»»

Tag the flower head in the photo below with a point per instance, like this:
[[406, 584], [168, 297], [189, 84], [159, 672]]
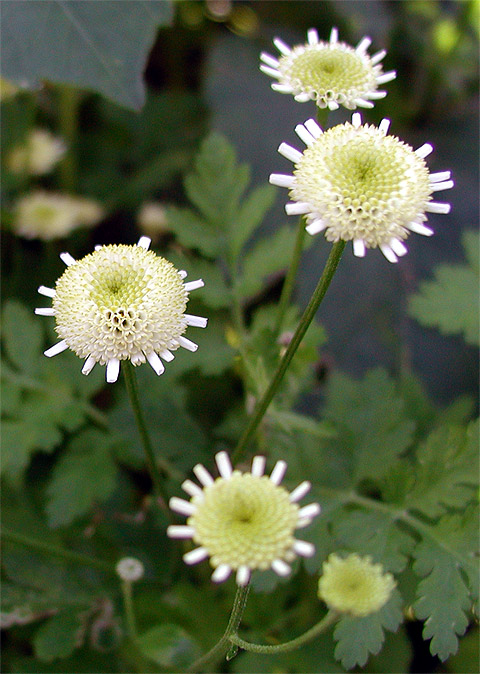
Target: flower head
[[331, 73], [47, 216], [355, 182], [354, 585], [243, 521], [38, 155], [121, 303]]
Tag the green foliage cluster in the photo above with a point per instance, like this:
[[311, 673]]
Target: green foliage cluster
[[396, 475]]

««

Write out all of the material above again, requests included, but add 48 to every point coordinate in the answers. Leave the sample coordinates in the requests unchanged, and leave the pictures out.

Tag the flower head in the photo below with a point per instance, like this:
[[406, 584], [168, 297], [189, 84], [159, 672]]
Target: flower head
[[379, 121], [95, 264], [403, 230], [402, 633], [291, 569], [86, 203], [169, 351]]
Tag the green foliage cluster in the photo above with a point per instance, like this:
[[311, 673]]
Target: green foliage cluster
[[444, 523]]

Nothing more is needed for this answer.